Task directions
Please give the part of the quadratic inequalities text from "We know that" up to and including "long on each side." again, changing each "gas" to "fuel".

You are supposed to mow your square-shaped lawn for your parents, but the mower only has part of a tank of gas. If you can mow 2500 sf per gallon, and the mower has approximately 2.5 gallons in it, what is the maximum length of one side of the lawn you can mow? If your lawn is 75 feet long, will you need more gas?

Quadratic inequalities are inequalities that have one of the following forms

\begin{align*}ax^{2}+bx+c>0\end{align*}

and

\begin{align*}ax^{2}+bx+c<0\end{align*}

We can solve these inequalities by using the techniques that we have learned about solving quadratic equations. For example, consider the graph of the equation:

\begin{align*}y=f(x)=x^{2}+x-6\end{align*}

Notice that the curve intersects the \begin{align*}x-\end{align*}axis at -3 and 2. From graph, we notice the followings

• If \begin{align*}x< -3\end{align*} then \begin{align*}f(x)>0\end{align*}
• If \begin{align*}-3 < x < 2\end{align*}, then \begin{align*}f(x)<0\end{align*}
• If \begin{align*}x>2\end{align*}, then \begin{align*}f(x)>0\end{align*}

Therefore, \begin{align*}x^{2}+x-6>0\end{align*} whenever \begin{align*}x<-3\end{align*} or \begin{align*}x>2\end{align*}, and \begin{align*}x^{2}+x-6<0\end{align*} when \begin{align*}-3< x < 2 \end{align*}.

### Examples

#### Example 1

Earlier, you were given a question about mowing a lawn.

If you can mow 2500 sf of grass per gallon of gas, and the mower has 2.5 gallons in it, what is the maximum length of one side of the lawn you can mow?

If your lawn is 75 ft long, will you need more gas?

We know that the function \begin{align*}S^{2} < 6250\end{align*} describes the possible side lengths of square shapes you could mow before running out of gas (if you're having trouble understanding why, see Example 4 for a similar process).

Solving for S gives:

\begin{align*}\sqrt{s^2} = \sqrt{6250}\end{align*}
\begin{align*}s = 79\end{align*}

With 2.5 gal of gas, you could mow a square up to apx 79 ft on each side.

You should not need more gas if the lawn is only 75 ft long on each side.

#### Example 2

What is the solution set of the inequality \begin{align*}2x^{2}+7x-4<0\end{align*}?

It is best to graph the function \begin{align*}f(x)=2x^{2}+7x-4\end{align*} and look for the values of \begin{align*}x\end{align*} such that the inequality \begin{align*}f(x)<0\end{align*} is true.

Recorded information
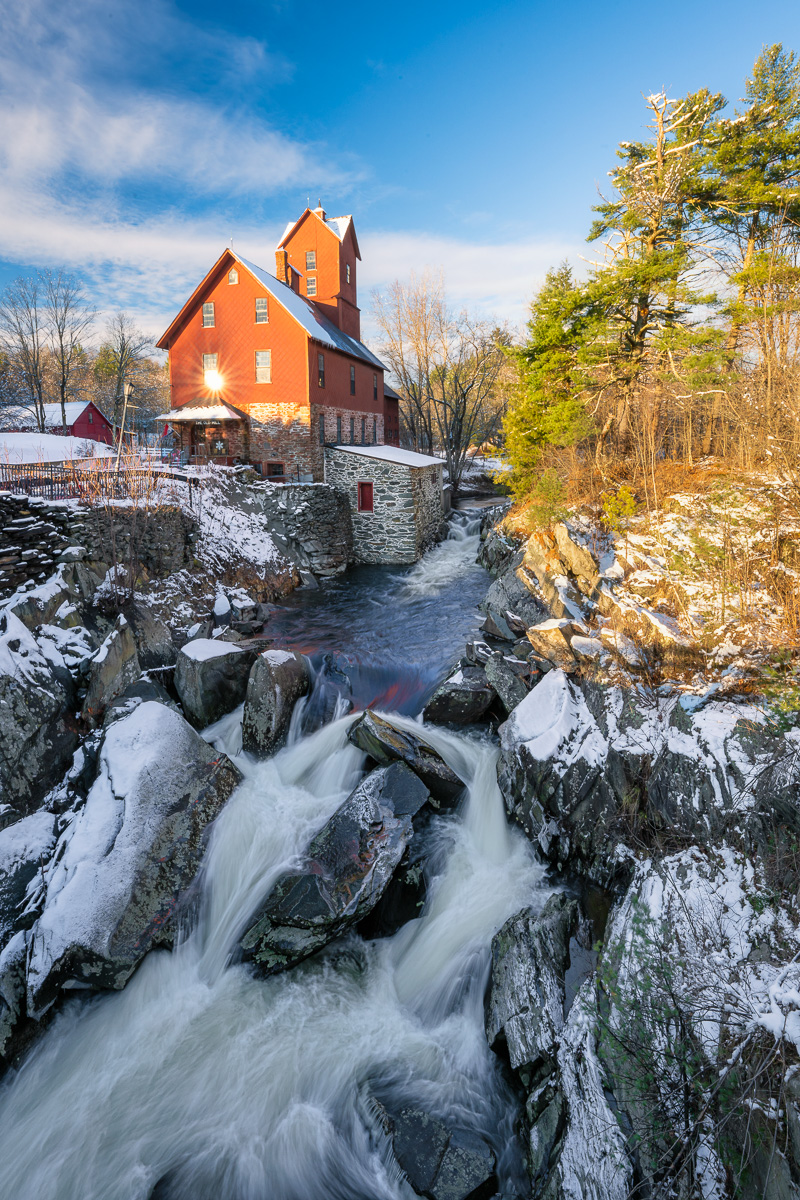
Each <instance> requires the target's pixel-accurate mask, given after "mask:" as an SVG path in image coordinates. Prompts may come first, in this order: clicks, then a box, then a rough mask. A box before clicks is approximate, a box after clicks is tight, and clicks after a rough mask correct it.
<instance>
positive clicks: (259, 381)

Response box
We know that the function \begin{align*}S^{2} < 6250\end{align*} describes the possible side lengths of square shapes you could mow before running out of fuel (if you're having trouble understanding why, see Example 4 for a similar process).

Solving for S gives:

\begin{align*}\sqrt{s^2} = \sqrt{6250}\end{align*}
\begin{align*}s = 79\end{align*}

With 2.5 gal of fuel, you could mow a square up to apx 79 ft on each side.

You should not need more fuel if the lawn is only 75 ft long on each side.